Document segment
------------------------------

10. A blaze inside chimney in plant (8)
LABURNUM An envelope (‘inside’) of A BURN (‘a blaze’) in LUM (‘chimney’).
11. Book had to include right dates (4,5)
HARD TIMES An envelope (‘to include’) of R (‘right’) in ‘had’ plus TIMES (‘dates’), for Charles Dickens’ novel.
13. One avoiding work, badly riled (5)
IDLER An anagram (‘badly’) of ‘riled’.
14. Dam lake for religious head (6,8)
MOTHER SUPERIOR A charade of MOTHER (‘dam’) plus SUPERIOR (‘lake’).
17. Similarly, purchase, say, an identical disc (2,3,4,5)
BY THE SAME TOKEN A charade of BY, a homophone (‘say’) of BUY (‘purchase’), plus THE SAME TOKEN (‘an identical disc’).
21. Take mouthful from ragout (a stew) (5)
TASTE A hidden answer in ‘ragouT A STEw’.
23. A new suggestion concerning an hors d’oeuvre (9)
ANTIPASTO A charade of ‘a’ plus N (‘new’) plus TIP (‘suggestion’) plus AS TO (‘concerning’).
24. What 18 is especially? (5,3)
ABOVE ALL A definition and literal interpretation; the answer to 18D is EVEREST, which is indeed ABOVE ALL.
25. Key cricketer, first at the crease? (6)
OPENER Double definition.
26. In stand is eastern paper (8)
TREATISE A charade of TREAT (‘stand’) plus ‘is’ plus E (‘eastern’). The ‘in’ misleadingly suggests an envelope – at least it did to me when first I came to write this comment.
27. Recited flourishing novelist (6)
GREENE A homophone (‘recited’) of GREEN (‘flourishing’), for (not the only possibility, but the one that comes to mind most readily) Graham Greene, the author of Brighton Rock and many other books, and the screenplay of The Third Man.
1. Bandage the man after violent blow (6)
SWATHE A charade of SWAT (‘violent blow’) plus HE (‘the man’). I do not think of a SWAT as being particularly violent, although some mosquitos might disagree. Anyway, it fits the surface well.
2. Reckon dignitary’s not in (6,3)
FIGURE OUT A charade of FIGURE (‘dignitary’) plus OUT (‘not in’) – or look on it as a definition and literal interpretation.
3. Withdraw with slight injury (7)
SCRATCH Double definition.
5. Clear river blocked by unruly US clan (11)
TRANSLUCENT An envelope (‘blocked by’) of ANSLUC, an anagram (‘unruly’) of ‘US clan’ in TRENT (‘river’).
6. Procedure at home getting in the way (7)
ROUTINE An envelope (‘getting in’) of IN (‘at home’) in ROUTE (‘the way’).
7. Invalidate yearbook, with article missing (5)
ANNUL A subtraction, ANNU[a]L (‘yearbook’) without A (‘with article missing’).
8. Run out after dark in a Mexican’s hat (8)
SOMBRERO A charade of SOMBRE (‘dark’) plus RO (‘run out’, cricket).
12. Opera singer, Lanza, cut short La Scala broadcast (5,6)
MARIA CALLAS A charade of MARI[o] (‘Lanza, cut short’) plus ACALLAS, an anagram (‘broadcast’) of ‘La Scala’.

------------------------------

Items

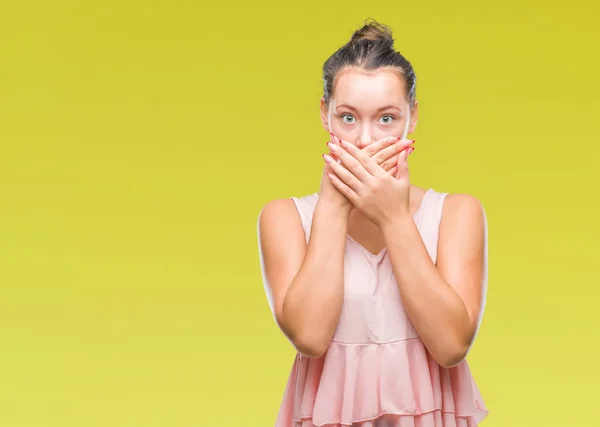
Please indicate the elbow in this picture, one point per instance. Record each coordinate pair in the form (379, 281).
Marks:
(310, 348)
(454, 356)
(307, 345)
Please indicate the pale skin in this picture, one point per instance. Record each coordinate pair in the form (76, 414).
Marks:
(369, 197)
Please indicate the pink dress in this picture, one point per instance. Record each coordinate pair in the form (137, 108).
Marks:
(376, 371)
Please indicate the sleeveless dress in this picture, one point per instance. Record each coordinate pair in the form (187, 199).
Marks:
(376, 371)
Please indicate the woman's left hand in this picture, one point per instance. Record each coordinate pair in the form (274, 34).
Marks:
(379, 195)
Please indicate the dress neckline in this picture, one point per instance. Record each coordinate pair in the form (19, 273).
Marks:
(378, 256)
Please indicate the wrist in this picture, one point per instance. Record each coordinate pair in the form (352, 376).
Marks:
(333, 209)
(399, 222)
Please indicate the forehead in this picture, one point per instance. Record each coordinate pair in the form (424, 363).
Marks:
(368, 87)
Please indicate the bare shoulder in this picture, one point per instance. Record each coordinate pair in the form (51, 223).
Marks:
(462, 206)
(279, 213)
(463, 220)
(282, 247)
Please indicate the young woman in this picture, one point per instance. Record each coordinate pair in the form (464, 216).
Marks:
(379, 285)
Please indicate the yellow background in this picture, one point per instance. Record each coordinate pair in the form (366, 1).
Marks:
(140, 139)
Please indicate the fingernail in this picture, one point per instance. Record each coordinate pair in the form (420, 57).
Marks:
(327, 158)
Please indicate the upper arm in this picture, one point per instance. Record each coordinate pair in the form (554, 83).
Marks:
(461, 257)
(282, 246)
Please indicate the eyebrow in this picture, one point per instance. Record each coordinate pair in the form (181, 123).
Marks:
(387, 107)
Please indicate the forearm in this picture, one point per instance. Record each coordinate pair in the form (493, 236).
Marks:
(313, 302)
(435, 309)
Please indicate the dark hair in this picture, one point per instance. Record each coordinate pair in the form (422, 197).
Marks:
(370, 48)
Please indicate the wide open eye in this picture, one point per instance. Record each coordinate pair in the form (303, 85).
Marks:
(350, 116)
(387, 119)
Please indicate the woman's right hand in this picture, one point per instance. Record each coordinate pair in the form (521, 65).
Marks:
(328, 192)
(384, 151)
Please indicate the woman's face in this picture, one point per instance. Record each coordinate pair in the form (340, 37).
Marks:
(368, 106)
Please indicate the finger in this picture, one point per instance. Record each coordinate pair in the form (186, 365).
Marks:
(373, 148)
(343, 188)
(330, 153)
(363, 164)
(350, 162)
(342, 173)
(403, 163)
(391, 151)
(390, 163)
(334, 140)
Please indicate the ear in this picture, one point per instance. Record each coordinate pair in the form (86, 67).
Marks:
(414, 117)
(324, 114)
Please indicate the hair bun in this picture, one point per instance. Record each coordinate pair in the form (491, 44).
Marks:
(372, 30)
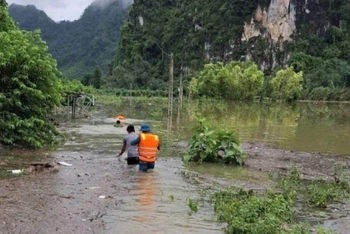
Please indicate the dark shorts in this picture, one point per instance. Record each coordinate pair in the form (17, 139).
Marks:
(132, 161)
(144, 166)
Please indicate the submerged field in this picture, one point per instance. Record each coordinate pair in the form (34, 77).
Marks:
(313, 138)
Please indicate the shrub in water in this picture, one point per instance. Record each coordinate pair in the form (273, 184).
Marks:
(209, 145)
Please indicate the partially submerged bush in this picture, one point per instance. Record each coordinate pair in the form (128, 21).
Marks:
(209, 145)
(247, 212)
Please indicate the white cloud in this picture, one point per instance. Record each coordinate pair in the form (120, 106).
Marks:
(59, 9)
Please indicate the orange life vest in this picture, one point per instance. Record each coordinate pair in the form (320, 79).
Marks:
(120, 117)
(148, 147)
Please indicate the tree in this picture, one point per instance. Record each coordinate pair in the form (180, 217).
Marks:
(97, 78)
(287, 85)
(29, 90)
(233, 81)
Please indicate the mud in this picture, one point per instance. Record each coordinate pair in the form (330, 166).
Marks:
(100, 194)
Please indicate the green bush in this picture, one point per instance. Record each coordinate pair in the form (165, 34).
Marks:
(320, 93)
(249, 213)
(29, 87)
(209, 145)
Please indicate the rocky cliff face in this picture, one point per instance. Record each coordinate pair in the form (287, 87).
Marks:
(282, 22)
(202, 31)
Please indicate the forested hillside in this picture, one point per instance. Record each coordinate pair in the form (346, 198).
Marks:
(78, 46)
(313, 36)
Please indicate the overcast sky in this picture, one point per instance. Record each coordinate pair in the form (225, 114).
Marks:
(58, 9)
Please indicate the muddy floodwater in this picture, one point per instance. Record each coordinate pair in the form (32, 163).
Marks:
(99, 193)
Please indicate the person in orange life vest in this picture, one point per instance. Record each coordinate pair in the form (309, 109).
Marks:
(148, 145)
(133, 155)
(118, 122)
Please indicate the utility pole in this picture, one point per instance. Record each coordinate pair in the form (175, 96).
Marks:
(181, 88)
(171, 86)
(130, 93)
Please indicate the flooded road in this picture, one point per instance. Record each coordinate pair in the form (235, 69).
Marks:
(99, 193)
(308, 127)
(153, 202)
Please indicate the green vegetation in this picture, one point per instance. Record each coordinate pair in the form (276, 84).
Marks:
(316, 193)
(193, 205)
(29, 88)
(206, 32)
(287, 85)
(234, 81)
(270, 212)
(209, 145)
(78, 46)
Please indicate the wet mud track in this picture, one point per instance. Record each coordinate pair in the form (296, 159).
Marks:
(99, 193)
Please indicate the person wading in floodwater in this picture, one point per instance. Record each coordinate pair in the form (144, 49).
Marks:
(118, 122)
(148, 145)
(133, 155)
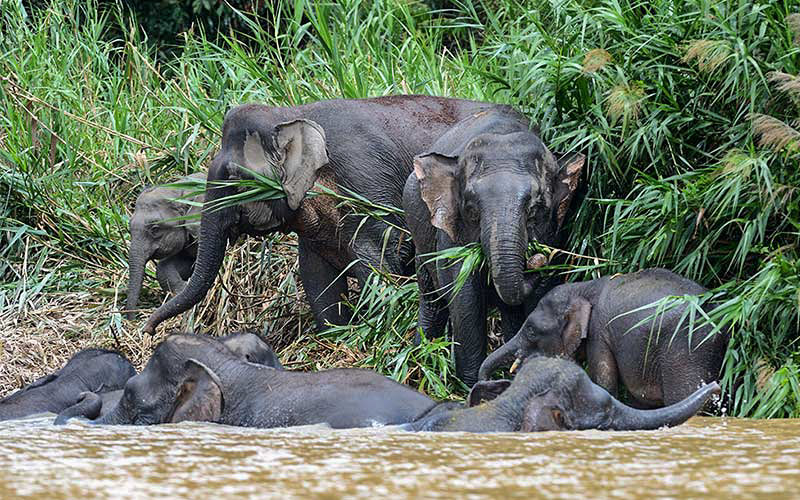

------------------------------

Prompt 1
Which answers in the crossword commentary are explained as an envelope? List every one.
Prompt 2
Answer these from the crossword commentary:
(a) Which novelist does the commentary give for GREENE?
(b) What does RO stand for in the explanation of SOMBRERO?
(c) What is the answer to 18D?
Prompt 3
Please carry on the crossword commentary past its final entry, keeping the same clue-and-explanation format.
The records have no connection to the crossword commentary.

Task response 1
LABURNUM, HARD TIMES, TRANSLUCENT, ROUTINE

Task response 2
(a) Graham Greene
(b) 'run out', from cricket
(c) EVEREST

Task response 3
15. Fashionable German city church, basically (2,7)
IN ESSENCE A charade of IN (‘fashionable’) plus ESSEN (‘German city’) plus CE (‘church’ of England).
16. Summary of a bishop’s religious pamphlet (8)
ABSTRACT A charade of ‘a’ plus B’S (‘bishop’s’) plus TRACT (‘religious pamphlet’).
18. Continually rest, heading off for mountain (7)
EVEREST A charade of EVER (‘continually’) plus ‘[r]est’ without its first character (‘heading off’).
19. Working daily? In theory (2,5)
ON PAPER A charade of ON (‘working’) plus PAPER (‘daily’).
20. Origin of HP, perhaps, reportedly (6)
SOURCE A homophone (‘reportedly’) of SAUCE (‘HP, perhaps’).
22. Angry about wife, used bad language (5)
SWORE An envelope (‘about’) of W (‘wife’) in SORE (‘angry’).

8 Responses to “Everyman N° 3,461 (3rd. February)”

  1. michelle says:

    Thanks PeterO.

    Very enjoyable puzzle.

    Favourite clues were 9a, 10a, 20a and 17a.

    New word: lum = chimney in 10a

    I was pleased that I could finish this puzzle and parse all of the clues (a first for me, I think).

  2. Robi says:

    Thanks Everyman and PeterO.

    The usual high standard of surfaces. The ‘in’ in 26 is fairly necessary for the surface.

    BY THE SAME TOKEN was my favourite.

  3. PeterO says:

    Congratulations, Michelle @1. I’m not surprised that lum was new to you. It appears in the Scots expression “Lang may your lum reek”, which is good wishes, although someone who does not understand it might not be sure that it is not an insult.
    I might have mentioned that clue as particularly difficult: not only for the lum, but a fair number of solvers seem to be horticulturally challenged, and the definition ‘plant’ is minimally helpful.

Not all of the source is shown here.